* Set problem *
Turn the part of the listing that opens with the line containing "Where can you see the concrete" and closes with the line containing "<point>402,318</point>", both of those lines included, into a numbered list with each line as one item and any blank lines left out.
[start of Stored rows]
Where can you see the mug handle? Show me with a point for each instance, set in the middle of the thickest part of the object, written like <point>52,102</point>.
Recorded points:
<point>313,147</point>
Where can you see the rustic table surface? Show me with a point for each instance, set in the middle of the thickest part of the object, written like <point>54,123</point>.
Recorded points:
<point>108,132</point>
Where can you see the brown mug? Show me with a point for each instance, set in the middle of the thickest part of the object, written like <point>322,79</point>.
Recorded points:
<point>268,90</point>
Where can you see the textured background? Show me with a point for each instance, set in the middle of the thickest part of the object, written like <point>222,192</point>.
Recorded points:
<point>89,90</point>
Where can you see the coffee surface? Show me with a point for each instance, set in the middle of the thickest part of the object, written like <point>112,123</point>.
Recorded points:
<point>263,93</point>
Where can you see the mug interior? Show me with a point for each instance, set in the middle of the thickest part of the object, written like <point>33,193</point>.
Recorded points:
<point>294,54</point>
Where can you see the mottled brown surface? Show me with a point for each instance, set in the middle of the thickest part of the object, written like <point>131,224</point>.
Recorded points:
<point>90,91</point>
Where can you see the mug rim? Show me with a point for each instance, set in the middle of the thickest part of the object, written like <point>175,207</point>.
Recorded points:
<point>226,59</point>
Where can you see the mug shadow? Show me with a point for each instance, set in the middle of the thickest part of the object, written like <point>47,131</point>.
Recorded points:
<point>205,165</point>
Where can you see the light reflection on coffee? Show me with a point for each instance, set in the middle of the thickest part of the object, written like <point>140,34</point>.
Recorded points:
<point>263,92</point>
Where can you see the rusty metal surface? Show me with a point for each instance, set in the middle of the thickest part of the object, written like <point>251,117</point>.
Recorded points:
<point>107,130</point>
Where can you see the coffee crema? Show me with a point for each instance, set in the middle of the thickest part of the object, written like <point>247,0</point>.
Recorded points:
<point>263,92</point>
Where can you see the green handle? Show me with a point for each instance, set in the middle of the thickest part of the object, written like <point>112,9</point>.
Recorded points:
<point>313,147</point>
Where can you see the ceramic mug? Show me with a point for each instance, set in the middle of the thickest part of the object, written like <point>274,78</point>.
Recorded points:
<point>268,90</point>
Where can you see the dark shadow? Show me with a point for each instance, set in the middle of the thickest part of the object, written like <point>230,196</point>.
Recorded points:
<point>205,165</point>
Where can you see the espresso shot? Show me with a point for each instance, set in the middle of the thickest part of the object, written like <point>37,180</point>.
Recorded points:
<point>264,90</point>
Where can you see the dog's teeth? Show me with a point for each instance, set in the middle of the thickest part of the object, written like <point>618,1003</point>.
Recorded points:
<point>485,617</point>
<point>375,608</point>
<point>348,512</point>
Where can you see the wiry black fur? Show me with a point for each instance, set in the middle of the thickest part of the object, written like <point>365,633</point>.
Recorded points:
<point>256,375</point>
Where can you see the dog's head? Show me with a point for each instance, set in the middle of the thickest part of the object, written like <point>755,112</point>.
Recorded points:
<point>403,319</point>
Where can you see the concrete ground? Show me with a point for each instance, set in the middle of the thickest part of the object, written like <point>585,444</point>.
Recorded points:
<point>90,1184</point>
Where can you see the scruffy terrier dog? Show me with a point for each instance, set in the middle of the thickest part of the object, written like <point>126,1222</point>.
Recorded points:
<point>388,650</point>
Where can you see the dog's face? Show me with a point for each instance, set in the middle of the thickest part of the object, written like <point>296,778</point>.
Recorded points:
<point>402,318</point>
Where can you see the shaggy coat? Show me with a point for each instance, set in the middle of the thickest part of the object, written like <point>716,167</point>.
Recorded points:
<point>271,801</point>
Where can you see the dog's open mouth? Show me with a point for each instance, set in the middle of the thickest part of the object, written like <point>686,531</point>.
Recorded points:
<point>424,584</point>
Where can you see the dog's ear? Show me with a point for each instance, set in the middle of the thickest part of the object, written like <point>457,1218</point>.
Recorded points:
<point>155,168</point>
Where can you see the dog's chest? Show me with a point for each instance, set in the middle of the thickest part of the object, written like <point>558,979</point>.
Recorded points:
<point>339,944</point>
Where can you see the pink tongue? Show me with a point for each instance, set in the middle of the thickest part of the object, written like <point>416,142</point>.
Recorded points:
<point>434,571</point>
[end of Stored rows]
* Exercise solution *
1. Where can you see the concrete ground? Show me with a point for each instance, set in the middle of the thickest part of the object, written like <point>585,444</point>.
2. Recorded points:
3. <point>90,1184</point>
4. Where can you see the scruffy terrier dog? Show me with a point for each instance, set in the middle of the thickest part of the object, written like <point>126,1222</point>.
5. Recorded points:
6. <point>388,650</point>
7. Where can you see the dog's face? Show me with a point for each instance, set in the middle of the thickest part of the object, written like <point>296,778</point>.
8. Recorded points:
9. <point>402,318</point>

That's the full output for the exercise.